- [Exercise objective] Please count the lines in the rows below that contain the string "point", and reply with that number alone.

- [Extracted data]
■ ■ ■ ■
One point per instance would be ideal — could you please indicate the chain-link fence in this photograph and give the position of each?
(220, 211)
■ ■ ■ ■
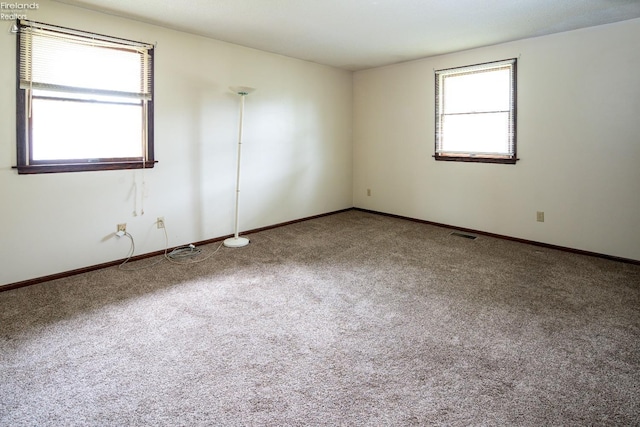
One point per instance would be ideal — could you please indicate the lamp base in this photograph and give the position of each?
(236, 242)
■ ■ ■ ■
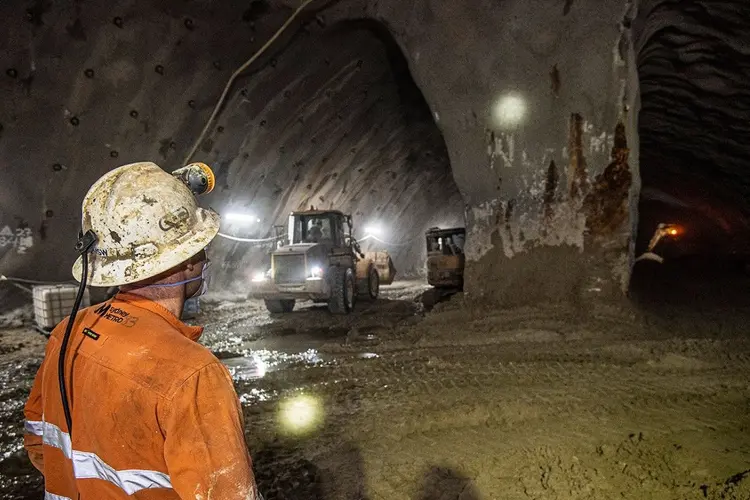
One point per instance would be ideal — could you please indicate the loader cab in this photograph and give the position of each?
■ ■ ■ ■
- [Reply to the task] 3